Dataset excerpts on object pointing:
--------------------------------

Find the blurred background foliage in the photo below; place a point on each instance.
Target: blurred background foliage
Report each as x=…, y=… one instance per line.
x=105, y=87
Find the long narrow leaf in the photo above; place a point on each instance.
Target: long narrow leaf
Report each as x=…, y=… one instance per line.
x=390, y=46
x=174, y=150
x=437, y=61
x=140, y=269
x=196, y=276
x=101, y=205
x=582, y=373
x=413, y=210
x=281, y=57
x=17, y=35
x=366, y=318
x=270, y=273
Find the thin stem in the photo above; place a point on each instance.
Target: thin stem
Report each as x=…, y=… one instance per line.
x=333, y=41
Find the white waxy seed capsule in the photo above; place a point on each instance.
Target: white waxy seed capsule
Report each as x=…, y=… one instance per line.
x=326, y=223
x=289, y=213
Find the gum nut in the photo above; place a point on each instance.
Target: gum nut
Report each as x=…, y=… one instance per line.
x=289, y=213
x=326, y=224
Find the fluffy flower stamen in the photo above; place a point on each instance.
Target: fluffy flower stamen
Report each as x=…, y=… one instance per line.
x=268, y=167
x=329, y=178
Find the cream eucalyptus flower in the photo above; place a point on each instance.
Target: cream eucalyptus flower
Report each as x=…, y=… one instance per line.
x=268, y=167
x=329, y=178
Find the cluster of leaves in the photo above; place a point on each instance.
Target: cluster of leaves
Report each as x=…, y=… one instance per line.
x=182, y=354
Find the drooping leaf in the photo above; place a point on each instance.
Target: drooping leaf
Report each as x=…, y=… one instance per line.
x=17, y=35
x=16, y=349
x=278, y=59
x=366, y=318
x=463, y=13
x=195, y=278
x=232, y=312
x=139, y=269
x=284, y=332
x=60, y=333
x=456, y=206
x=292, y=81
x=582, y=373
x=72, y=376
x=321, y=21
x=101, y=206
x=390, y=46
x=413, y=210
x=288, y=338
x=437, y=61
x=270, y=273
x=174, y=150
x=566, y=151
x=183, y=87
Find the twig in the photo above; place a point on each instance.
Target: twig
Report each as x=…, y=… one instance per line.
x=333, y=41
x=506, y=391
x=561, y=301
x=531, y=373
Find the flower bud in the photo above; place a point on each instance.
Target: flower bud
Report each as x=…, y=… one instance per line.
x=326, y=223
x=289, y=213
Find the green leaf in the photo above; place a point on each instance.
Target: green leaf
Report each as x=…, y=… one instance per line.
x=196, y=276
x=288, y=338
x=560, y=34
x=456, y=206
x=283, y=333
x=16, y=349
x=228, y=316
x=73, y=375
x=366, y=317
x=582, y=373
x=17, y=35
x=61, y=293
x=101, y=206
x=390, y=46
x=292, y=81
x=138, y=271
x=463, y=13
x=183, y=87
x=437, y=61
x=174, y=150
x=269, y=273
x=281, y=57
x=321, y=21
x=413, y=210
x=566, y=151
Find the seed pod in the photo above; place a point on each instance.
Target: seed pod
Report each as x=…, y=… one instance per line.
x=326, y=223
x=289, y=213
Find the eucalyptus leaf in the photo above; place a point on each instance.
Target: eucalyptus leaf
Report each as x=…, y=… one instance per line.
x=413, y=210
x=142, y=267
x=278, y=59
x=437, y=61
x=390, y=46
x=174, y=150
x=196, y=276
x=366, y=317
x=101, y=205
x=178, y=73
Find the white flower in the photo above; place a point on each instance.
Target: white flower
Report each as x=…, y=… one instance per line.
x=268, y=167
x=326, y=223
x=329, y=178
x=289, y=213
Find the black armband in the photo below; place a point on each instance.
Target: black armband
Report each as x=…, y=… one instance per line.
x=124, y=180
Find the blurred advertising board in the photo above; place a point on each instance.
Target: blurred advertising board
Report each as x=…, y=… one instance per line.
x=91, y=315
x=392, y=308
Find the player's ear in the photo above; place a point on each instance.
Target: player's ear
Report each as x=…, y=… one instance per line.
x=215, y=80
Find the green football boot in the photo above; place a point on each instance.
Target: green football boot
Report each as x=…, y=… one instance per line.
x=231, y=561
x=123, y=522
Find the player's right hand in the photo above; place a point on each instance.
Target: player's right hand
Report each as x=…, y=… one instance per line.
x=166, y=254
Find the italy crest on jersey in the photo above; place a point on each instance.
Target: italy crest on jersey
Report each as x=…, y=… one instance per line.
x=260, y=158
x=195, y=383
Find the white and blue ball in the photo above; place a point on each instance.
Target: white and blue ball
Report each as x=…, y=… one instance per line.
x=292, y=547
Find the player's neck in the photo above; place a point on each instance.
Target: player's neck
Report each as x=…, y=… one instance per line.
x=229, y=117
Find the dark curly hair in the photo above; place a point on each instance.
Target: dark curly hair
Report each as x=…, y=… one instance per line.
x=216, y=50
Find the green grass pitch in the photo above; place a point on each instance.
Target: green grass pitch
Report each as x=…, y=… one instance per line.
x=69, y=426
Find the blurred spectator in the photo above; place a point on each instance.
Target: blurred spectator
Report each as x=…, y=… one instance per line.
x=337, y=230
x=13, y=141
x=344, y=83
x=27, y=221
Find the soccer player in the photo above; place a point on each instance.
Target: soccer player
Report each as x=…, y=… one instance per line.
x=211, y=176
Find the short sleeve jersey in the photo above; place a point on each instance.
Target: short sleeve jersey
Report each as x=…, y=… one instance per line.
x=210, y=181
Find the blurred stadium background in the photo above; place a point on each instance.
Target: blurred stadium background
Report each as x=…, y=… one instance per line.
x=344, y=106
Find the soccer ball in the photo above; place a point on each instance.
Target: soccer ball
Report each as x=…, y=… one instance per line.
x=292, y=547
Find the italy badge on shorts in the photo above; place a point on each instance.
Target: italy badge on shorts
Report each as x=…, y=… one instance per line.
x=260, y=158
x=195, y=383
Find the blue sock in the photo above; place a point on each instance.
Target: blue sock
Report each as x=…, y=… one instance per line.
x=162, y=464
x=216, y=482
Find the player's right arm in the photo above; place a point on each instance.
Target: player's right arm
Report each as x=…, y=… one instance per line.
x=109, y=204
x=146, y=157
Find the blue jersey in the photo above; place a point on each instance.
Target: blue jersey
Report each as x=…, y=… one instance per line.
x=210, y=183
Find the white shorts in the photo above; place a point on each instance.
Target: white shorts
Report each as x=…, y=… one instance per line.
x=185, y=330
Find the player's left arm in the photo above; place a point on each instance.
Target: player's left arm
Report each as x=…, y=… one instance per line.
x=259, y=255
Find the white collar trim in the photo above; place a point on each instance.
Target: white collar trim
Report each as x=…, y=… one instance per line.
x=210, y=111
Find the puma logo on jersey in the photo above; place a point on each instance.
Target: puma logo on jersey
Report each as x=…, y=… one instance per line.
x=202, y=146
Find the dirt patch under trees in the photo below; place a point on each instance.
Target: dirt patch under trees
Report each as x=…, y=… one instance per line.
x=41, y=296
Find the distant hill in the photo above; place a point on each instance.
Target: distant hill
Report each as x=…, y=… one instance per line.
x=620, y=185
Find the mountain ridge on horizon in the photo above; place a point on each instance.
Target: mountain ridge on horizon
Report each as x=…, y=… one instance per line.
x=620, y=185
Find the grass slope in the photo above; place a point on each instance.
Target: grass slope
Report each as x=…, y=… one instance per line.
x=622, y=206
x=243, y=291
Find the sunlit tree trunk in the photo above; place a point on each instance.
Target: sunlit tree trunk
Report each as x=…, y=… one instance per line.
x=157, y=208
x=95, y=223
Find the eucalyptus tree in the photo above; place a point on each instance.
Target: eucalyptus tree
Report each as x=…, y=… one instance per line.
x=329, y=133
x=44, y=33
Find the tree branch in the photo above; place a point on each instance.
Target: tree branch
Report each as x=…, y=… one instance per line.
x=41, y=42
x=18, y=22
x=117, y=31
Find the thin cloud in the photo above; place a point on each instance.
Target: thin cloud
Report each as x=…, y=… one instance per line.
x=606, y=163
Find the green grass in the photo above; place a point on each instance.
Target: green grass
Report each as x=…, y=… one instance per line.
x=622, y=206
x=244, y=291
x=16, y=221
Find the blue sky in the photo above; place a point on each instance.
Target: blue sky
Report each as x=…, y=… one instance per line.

--------------------------------

**The request:** Write out exactly the final stretch of the records: the line containing "Find the mountain" and every line after it, through the last, and nothing else.

**Solution for this exercise:**
Find the mountain ridge on horizon in the photo above; place a point on each instance.
Target: mountain ridge on horizon
Report each as x=…, y=… one instance per line.
x=620, y=185
Find the grass slope in the photo above; place a point on each instance.
Target: grass slope
Report each as x=…, y=… one instance per line.
x=622, y=206
x=243, y=291
Find the sunlit tree trunk in the photo above; place a point on each instance.
Target: sunlit tree trunk
Report each as x=…, y=… one instance per line.
x=157, y=208
x=95, y=223
Find the eucalyptus tree in the photo above; place a point on each instance.
Target: eucalyptus tree
Report each as x=…, y=… one instance per line.
x=329, y=133
x=44, y=33
Find the tree branch in the photo above; place a point on each instance.
Target: tree branch
Report each as x=…, y=… one instance per line.
x=41, y=42
x=18, y=22
x=117, y=31
Find the thin cloud in the photo above; place a point on each instance.
Target: thin cloud
Report each as x=…, y=… one instance per line.
x=606, y=163
Find the green grass in the photo above; place a point on each instance.
Target: green grass
Report each as x=…, y=… one instance per line.
x=622, y=206
x=244, y=291
x=16, y=221
Find the blue sky in the photo above; place a point on each instance.
Target: blue sky
Report each as x=…, y=… one instance per line.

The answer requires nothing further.